** begin Excerpt to read **

Let us define the corresponding Laplacians
\[\begin{align*} L_k^{\triangle} &\seteq I - P_k^{\triangle} \\ L_k^{\triangledown} &\seteq I - P_k^{\triangledown} \\ L_k^{\wedge} &\seteq I - P_k^{\wedge} = \frac{k+2}{k+1} L_k^{\triangle}\,. \end{align*}\]Define \(\e_k \seteq \min_{\sigma \in X^{(k)}} \e(\pi^{(1)}_{\sigma})\) as the minimum spectral gap over all \(1\)-skeleta of links of \(k\)-dimensional faces.
Then for every \(0 \leq k \leq d-1\), and \(f \in \ell_2(\pi^{(k)})\), it holds that
\[\begin{equation}\label{eq:al-thm} \langle f, L_k^{\wedge} f\rangle_{\pi^{(k)}} \geq \e_{k-1} \langle f, L_k^{\triangledown} f\rangle_{\pi^{(k)}}\,. \end{equation}\]Using the relationship between \(L_k^{\wedge}\) and \(L_k^{\triangle}\), this gives
\[\frac{k+2}{k+1} \e(L_k^{\triangle}) \geq \e_{k-1} \e(L_k^{\triangledown})\,.\]But recall that \(P_k^{\triangle} = P_{\searrow k} P_{\nearrow k+1}\) and \(P_{k+1}^{\triangledown} = P_{\nearrow k+1} P_{\searrow k}\).
It is straightforward to check that for rectangular matrices \(A,B\), the two matrices \(AB\) and \(BA\) have the same spectrum, and therefore \(P_k^{\triangle}\) and \(P_{k+1}^{\triangledown}\) have the same spectrum. In particular, \(\e(L_k^{\triangle}) = \e(L_{k+1}^{\triangledown})\), and therefore
\[\begin{equation}\label{eq:rec-formula} \e(L_{k+1}^{\triangledown}) \geq \frac{k+1}{k+2} \e_{k-1} \e(L_k^{\triangledown})\,. \end{equation}\]Applying \eqref{eq:rec-formula} iteratively gives, for \(1 \leq k \leq d\),
\[\e(L_{k}^{\triangledown}) \geq \frac{1}{k+1} \prod_{j=-1}^{k-2} \e_j\,.\]In particular, we have
\[\e(L_d^{\triangledown}) \geq \frac{1}{d+1} \prod_{j=-1}^{d-2} \e_j\,,\]yielding a spectral gap for the down-up walk whenever there are non-trivial spectral gaps for the \(1\)-skeleta of all the links in \(X\).

** end Excerpt to read **

Instructions:
**a.** According to the spectral gap excerpt, under what condition does the final bound give a spectral gap for the down-up walk?
**b.** Please explain, using the spectral gap excerpt, why the spectral gap of the up-down Laplacian at level k equals the spectral gap of the down-up Laplacian at level k+1.

** begin Record set **

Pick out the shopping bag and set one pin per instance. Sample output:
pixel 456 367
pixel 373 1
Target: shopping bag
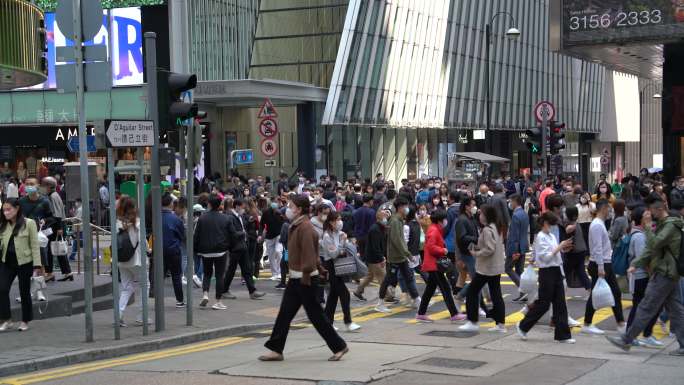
pixel 601 296
pixel 59 247
pixel 528 280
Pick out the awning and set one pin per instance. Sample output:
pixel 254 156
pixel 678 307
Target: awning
pixel 482 157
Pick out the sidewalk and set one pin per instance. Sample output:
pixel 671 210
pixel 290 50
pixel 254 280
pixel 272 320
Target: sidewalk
pixel 61 341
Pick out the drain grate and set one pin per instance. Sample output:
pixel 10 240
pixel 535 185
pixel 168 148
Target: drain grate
pixel 450 333
pixel 451 363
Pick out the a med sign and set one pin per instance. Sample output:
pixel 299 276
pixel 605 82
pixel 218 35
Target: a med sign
pixel 125 52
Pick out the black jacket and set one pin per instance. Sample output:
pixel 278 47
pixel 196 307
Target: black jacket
pixel 238 236
pixel 376 246
pixel 212 233
pixel 414 237
pixel 466 233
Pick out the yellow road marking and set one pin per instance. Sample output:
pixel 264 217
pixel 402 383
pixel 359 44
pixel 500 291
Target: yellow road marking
pixel 133 359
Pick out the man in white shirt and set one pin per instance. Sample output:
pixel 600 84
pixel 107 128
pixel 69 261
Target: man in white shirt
pixel 600 266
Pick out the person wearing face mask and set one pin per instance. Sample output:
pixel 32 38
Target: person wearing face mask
pixel 374 253
pixel 302 287
pixel 19 257
pixel 35 206
pixel 434 250
pixel 677 193
pixel 238 252
pixel 398 256
pixel 333 245
pixel 270 225
pixel 660 257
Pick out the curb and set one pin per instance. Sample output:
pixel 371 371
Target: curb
pixel 103 353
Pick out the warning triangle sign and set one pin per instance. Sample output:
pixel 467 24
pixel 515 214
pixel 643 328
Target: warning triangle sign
pixel 267 110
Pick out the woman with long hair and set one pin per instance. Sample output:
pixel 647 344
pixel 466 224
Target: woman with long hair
pixel 489 265
pixel 333 245
pixel 127 221
pixel 435 249
pixel 20 258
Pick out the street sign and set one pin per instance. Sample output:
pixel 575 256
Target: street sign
pixel 242 157
pixel 269 147
pixel 73 146
pixel 129 133
pixel 544 110
pixel 267 110
pixel 268 128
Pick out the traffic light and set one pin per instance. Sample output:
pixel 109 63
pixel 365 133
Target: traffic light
pixel 535 140
pixel 556 136
pixel 173 110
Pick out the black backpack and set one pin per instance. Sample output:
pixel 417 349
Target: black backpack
pixel 124 246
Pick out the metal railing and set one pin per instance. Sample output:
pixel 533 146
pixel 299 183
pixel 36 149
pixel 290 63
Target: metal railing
pixel 97 232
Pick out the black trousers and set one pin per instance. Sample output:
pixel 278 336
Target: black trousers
pixel 551 292
pixel 391 278
pixel 338 290
pixel 213 266
pixel 640 286
pixel 498 312
pixel 614 287
pixel 172 265
pixel 297 295
pixel 239 258
pixel 437 279
pixel 7 275
pixel 573 264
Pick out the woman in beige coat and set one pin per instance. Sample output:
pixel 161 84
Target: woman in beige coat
pixel 489 265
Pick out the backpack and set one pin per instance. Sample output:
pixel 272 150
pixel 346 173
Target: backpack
pixel 124 246
pixel 620 257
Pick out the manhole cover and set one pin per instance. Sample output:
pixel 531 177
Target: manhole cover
pixel 450 333
pixel 451 363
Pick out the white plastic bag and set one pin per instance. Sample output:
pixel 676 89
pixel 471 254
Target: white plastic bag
pixel 528 280
pixel 601 296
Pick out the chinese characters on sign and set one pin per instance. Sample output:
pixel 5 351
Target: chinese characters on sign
pixel 129 133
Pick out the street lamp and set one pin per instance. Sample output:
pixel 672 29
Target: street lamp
pixel 511 33
pixel 642 102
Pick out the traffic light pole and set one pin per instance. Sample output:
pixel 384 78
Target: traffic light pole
pixel 544 145
pixel 153 108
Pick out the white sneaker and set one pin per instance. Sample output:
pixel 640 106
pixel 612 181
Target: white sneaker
pixel 6 326
pixel 352 327
pixel 499 328
pixel 591 329
pixel 196 281
pixel 469 327
pixel 521 334
pixel 622 330
pixel 381 308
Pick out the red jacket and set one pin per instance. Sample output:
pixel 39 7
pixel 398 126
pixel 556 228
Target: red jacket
pixel 434 248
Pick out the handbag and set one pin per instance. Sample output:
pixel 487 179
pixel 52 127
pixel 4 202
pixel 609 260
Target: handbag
pixel 346 265
pixel 59 247
pixel 444 265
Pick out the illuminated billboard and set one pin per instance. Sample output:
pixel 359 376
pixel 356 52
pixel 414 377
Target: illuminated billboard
pixel 126 45
pixel 591 22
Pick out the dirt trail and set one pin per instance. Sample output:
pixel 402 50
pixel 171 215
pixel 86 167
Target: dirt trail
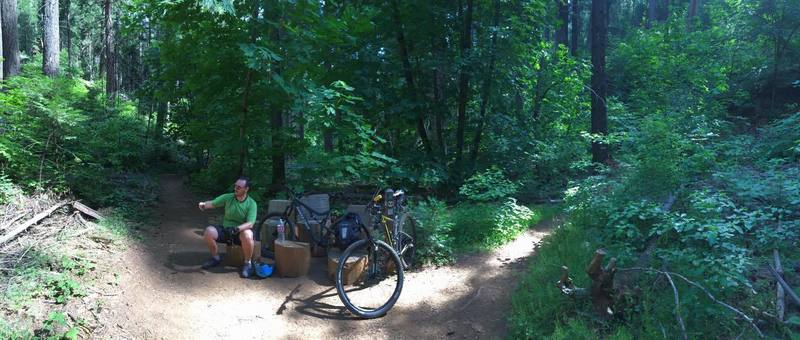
pixel 163 293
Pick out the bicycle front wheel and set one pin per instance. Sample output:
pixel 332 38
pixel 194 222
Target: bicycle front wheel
pixel 369 278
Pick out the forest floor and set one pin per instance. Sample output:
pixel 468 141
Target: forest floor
pixel 163 293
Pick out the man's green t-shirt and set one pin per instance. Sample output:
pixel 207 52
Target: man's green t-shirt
pixel 236 213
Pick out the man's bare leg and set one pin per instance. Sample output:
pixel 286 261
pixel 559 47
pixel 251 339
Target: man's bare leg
pixel 210 235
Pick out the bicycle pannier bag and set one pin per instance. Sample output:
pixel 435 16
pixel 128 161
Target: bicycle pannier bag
pixel 347 230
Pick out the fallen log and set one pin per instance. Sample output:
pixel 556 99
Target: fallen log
pixel 10 222
pixel 13 233
pixel 788 289
pixel 86 210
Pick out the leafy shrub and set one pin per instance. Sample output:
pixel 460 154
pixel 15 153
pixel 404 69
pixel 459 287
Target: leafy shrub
pixel 434 240
pixel 487 186
pixel 56 327
pixel 488 225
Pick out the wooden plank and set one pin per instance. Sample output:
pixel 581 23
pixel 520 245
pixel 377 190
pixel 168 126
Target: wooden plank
pixel 86 210
pixel 40 216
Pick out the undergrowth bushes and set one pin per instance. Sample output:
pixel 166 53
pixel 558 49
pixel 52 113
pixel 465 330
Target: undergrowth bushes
pixel 61 134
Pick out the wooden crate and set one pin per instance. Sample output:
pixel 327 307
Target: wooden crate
pixel 353 269
pixel 292 259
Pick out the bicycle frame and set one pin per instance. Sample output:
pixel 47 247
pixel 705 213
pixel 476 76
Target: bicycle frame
pixel 295 206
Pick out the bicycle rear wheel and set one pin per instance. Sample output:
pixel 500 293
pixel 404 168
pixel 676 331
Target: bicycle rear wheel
pixel 378 274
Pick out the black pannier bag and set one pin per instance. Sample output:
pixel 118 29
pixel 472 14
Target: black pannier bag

** end Record set **

Answers to the problems:
**a.** The bound gives a spectral gap whenever there are non-trivial spectral gaps for the 1-skeleta of all the links in X.

**b.** The up-down operator at level k is the product P↘k P↗k+1, and the down-up operator at level k+1 is the same two factors in reverse order, P↗k+1 P↘k. For rectangular matrices A and B, AB and BA have the same spectrum. The two operators therefore share a spectrum, so their Laplacians have equal spectral gaps.